Convert every line of the items below into a JSON array of strings, one string per line, and leave out any blank lines.

[Excerpts from a location annotation dataset]
────

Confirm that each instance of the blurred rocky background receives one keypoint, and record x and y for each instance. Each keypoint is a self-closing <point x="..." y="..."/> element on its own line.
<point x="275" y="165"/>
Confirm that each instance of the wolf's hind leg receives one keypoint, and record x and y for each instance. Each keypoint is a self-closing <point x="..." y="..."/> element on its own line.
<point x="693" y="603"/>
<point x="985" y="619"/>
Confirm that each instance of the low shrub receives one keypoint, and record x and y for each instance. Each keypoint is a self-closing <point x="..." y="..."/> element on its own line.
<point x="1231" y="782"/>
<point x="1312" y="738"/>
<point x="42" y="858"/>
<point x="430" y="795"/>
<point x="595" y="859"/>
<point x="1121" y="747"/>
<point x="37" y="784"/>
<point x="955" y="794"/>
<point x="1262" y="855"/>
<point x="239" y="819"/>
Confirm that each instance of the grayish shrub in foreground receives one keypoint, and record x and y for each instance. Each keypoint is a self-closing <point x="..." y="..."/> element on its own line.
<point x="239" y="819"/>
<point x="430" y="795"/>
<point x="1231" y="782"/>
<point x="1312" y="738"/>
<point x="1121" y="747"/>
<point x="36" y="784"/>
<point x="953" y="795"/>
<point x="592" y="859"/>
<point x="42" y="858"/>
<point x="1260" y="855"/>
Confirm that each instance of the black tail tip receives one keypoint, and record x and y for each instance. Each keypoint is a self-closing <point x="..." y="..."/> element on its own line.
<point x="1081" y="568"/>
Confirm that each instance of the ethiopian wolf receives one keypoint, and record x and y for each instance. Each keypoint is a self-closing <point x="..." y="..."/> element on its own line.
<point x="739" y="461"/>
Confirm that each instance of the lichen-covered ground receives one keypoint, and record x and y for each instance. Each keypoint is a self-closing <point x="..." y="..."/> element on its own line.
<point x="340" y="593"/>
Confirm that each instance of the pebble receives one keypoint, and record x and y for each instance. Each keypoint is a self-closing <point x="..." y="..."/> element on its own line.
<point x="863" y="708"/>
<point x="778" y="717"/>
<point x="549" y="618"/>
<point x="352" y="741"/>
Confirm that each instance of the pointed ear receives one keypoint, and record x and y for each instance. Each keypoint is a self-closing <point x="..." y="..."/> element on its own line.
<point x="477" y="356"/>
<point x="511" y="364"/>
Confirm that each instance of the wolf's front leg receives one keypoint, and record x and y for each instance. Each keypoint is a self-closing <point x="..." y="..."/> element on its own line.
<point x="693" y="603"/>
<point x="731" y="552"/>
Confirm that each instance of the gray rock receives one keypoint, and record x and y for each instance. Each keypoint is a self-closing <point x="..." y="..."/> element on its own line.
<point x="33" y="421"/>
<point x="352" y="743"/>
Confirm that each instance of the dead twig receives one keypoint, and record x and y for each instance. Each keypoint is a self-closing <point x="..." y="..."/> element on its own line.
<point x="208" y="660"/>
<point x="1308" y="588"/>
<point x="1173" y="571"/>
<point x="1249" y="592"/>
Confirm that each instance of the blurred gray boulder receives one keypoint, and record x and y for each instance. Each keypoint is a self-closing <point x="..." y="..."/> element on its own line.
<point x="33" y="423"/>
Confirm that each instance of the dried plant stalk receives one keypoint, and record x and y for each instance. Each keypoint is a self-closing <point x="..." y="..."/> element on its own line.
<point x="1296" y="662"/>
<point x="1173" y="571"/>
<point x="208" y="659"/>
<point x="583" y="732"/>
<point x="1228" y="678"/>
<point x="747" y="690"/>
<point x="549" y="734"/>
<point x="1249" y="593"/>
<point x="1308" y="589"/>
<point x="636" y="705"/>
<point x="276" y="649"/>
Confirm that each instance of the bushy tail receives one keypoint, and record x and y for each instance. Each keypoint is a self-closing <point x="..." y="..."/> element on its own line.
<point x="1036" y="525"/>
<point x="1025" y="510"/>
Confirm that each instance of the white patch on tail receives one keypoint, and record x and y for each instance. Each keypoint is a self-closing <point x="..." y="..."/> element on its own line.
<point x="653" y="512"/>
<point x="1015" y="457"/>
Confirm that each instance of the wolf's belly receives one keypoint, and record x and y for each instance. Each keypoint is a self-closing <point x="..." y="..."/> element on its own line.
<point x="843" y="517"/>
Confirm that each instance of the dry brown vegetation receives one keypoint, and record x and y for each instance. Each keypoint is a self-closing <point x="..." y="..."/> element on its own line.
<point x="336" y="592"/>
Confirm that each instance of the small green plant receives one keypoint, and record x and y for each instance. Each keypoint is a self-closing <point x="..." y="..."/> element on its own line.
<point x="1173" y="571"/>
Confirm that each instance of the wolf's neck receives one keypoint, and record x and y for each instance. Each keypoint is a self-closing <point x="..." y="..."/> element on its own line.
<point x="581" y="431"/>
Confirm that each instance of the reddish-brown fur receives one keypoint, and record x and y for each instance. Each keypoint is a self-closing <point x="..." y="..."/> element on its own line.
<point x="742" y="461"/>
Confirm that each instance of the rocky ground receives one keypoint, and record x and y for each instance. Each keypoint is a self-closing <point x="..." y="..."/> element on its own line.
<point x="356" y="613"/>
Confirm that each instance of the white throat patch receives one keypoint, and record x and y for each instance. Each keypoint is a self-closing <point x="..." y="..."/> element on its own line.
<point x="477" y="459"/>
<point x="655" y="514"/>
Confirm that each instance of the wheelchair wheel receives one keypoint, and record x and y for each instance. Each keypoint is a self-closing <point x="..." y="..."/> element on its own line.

────

_Solution for this exercise_.
[
  "Confirm that each instance of the blurred rocky background receives one keypoint, and record x and y for each instance. Each keypoint is a self-closing <point x=\"...\" y=\"...\"/> element on its own line.",
  "<point x=\"275\" y=\"165\"/>",
  "Confirm that each instance of the wolf's hind leg receives one keypoint, and record x and y for each instance. Each keypoint is a self-closing <point x=\"...\" y=\"...\"/> element on its own line.",
  "<point x=\"693\" y=\"603\"/>",
  "<point x=\"985\" y=\"619\"/>",
  "Confirm that each instance of the low shrub receives one keypoint, and record x and y for each instance. Each keypoint is a self-closing <point x=\"...\" y=\"...\"/> element on its own line.",
  "<point x=\"1231\" y=\"782\"/>",
  "<point x=\"1312\" y=\"738\"/>",
  "<point x=\"42\" y=\"858\"/>",
  "<point x=\"430\" y=\"795\"/>",
  "<point x=\"595\" y=\"859\"/>",
  "<point x=\"1121\" y=\"747\"/>",
  "<point x=\"37\" y=\"784\"/>",
  "<point x=\"955\" y=\"794\"/>",
  "<point x=\"1262\" y=\"855\"/>",
  "<point x=\"239\" y=\"819\"/>",
  "Confirm that each instance of the grayish shrub in foreground receives one keypoint, and record x and y for each instance. Each keypoint is a self-closing <point x=\"...\" y=\"...\"/> element on its own line.",
  "<point x=\"239\" y=\"819\"/>",
  "<point x=\"430\" y=\"795\"/>",
  "<point x=\"1231\" y=\"782\"/>",
  "<point x=\"1312\" y=\"738\"/>",
  "<point x=\"1121\" y=\"747\"/>",
  "<point x=\"36\" y=\"784\"/>",
  "<point x=\"953\" y=\"795\"/>",
  "<point x=\"592\" y=\"859\"/>",
  "<point x=\"42\" y=\"858\"/>",
  "<point x=\"1260\" y=\"855\"/>",
  "Confirm that each instance of the black tail tip receives one keypoint, and record x and y for each instance. Each keypoint is a self-closing <point x=\"...\" y=\"...\"/> element on its own line.",
  "<point x=\"1081\" y=\"568\"/>",
  "Confirm that each instance of the ethiopian wolf receives one keypoint, and record x and y for each instance. Each keypoint is a self-closing <point x=\"...\" y=\"...\"/> element on its own line.",
  "<point x=\"739\" y=\"461\"/>",
  "Confirm that each instance of the lichen-covered ground receives one keypoint, and record x and y for each instance. Each keypoint is a self-closing <point x=\"...\" y=\"...\"/> element on its own line.",
  "<point x=\"340\" y=\"593\"/>",
  "Confirm that each instance of the pebble receives one keypoint, and record x and y for each instance. Each keypoint is a self-closing <point x=\"...\" y=\"...\"/> element on its own line.",
  "<point x=\"863\" y=\"708\"/>",
  "<point x=\"778\" y=\"717\"/>",
  "<point x=\"549\" y=\"618\"/>",
  "<point x=\"352\" y=\"741\"/>",
  "Confirm that each instance of the pointed ear receives one keypoint, and record x and y for each instance. Each keypoint is a self-closing <point x=\"...\" y=\"...\"/> element on its own line.",
  "<point x=\"477\" y=\"356\"/>",
  "<point x=\"511\" y=\"364\"/>",
  "Confirm that each instance of the wolf's front leg receives one keypoint, and record x and y for each instance. Each keypoint is a self-closing <point x=\"...\" y=\"...\"/> element on its own line.",
  "<point x=\"693\" y=\"603\"/>",
  "<point x=\"731\" y=\"552\"/>",
  "Confirm that each instance of the gray rock receives one keypoint, and record x and y for each instance. Each keypoint is a self-closing <point x=\"...\" y=\"...\"/> element on its own line.",
  "<point x=\"33\" y=\"421\"/>",
  "<point x=\"352\" y=\"743\"/>",
  "Confirm that each instance of the dead twig receives one keypoint, and record x and y for each instance. Each keypoint is a self-closing <point x=\"...\" y=\"...\"/> element on its own line.",
  "<point x=\"208\" y=\"660\"/>",
  "<point x=\"1308\" y=\"588\"/>",
  "<point x=\"1173\" y=\"571\"/>",
  "<point x=\"1249\" y=\"592\"/>",
  "Confirm that each instance of the blurred gray boulder receives one keypoint, and record x and y for each instance. Each keypoint is a self-closing <point x=\"...\" y=\"...\"/> element on its own line.",
  "<point x=\"33\" y=\"423\"/>",
  "Confirm that each instance of the dried plant stalk receives one keypoint, and record x and y for each instance. Each keypoint is a self-closing <point x=\"...\" y=\"...\"/> element on its own line.",
  "<point x=\"1296\" y=\"662\"/>",
  "<point x=\"1173\" y=\"571\"/>",
  "<point x=\"208\" y=\"659\"/>",
  "<point x=\"583\" y=\"732\"/>",
  "<point x=\"1228\" y=\"678\"/>",
  "<point x=\"747\" y=\"690\"/>",
  "<point x=\"549\" y=\"734\"/>",
  "<point x=\"1249\" y=\"593\"/>",
  "<point x=\"1308\" y=\"589\"/>",
  "<point x=\"636\" y=\"705\"/>",
  "<point x=\"276\" y=\"649\"/>",
  "Confirm that each instance of the bushy tail receives one keypoint, and record x and y for each instance. Each keypoint is a self-closing <point x=\"...\" y=\"...\"/> element on its own line.",
  "<point x=\"1036\" y=\"525\"/>",
  "<point x=\"1025\" y=\"510\"/>",
  "Confirm that each instance of the white patch on tail receives one keypoint, and record x and y for each instance. Each keypoint is a self-closing <point x=\"...\" y=\"...\"/> element on its own line.",
  "<point x=\"653\" y=\"512\"/>",
  "<point x=\"1015\" y=\"457\"/>",
  "Confirm that each instance of the wolf's belly receives one keypoint, and record x and y for each instance. Each keypoint is a self-closing <point x=\"...\" y=\"...\"/> element on its own line.",
  "<point x=\"843\" y=\"517\"/>",
  "Confirm that each instance of the dry brown vegetation receives one keypoint, and record x and y for each instance. Each keypoint is a self-closing <point x=\"...\" y=\"...\"/> element on its own line.",
  "<point x=\"336\" y=\"592\"/>",
  "Confirm that each instance of the small green plant receives one keypoint, and record x and y for each instance. Each keypoint is a self-closing <point x=\"...\" y=\"...\"/> element on its own line.",
  "<point x=\"1173\" y=\"571\"/>",
  "Confirm that each instance of the wolf's neck receives one keypoint, and record x and y for each instance. Each keypoint is a self-closing <point x=\"...\" y=\"...\"/> element on its own line.",
  "<point x=\"581\" y=\"431\"/>",
  "Confirm that each instance of the reddish-brown fur receives one keypoint, and record x and y for each instance. Each keypoint is a self-closing <point x=\"...\" y=\"...\"/> element on its own line.",
  "<point x=\"742\" y=\"461\"/>",
  "Confirm that each instance of the rocky ground receives one keypoint, and record x and y for each instance. Each keypoint is a self-closing <point x=\"...\" y=\"...\"/> element on its own line.",
  "<point x=\"356\" y=\"613\"/>",
  "Confirm that each instance of the white throat patch receives one keypoint, and record x and y for each instance. Each keypoint is a self-closing <point x=\"...\" y=\"...\"/> element on its own line.",
  "<point x=\"477\" y=\"459\"/>",
  "<point x=\"655\" y=\"514\"/>",
  "Confirm that each instance of the wheelchair wheel receives one keypoint, and record x and y for each instance. Each keypoint is a self-closing <point x=\"...\" y=\"...\"/> element on its own line."
]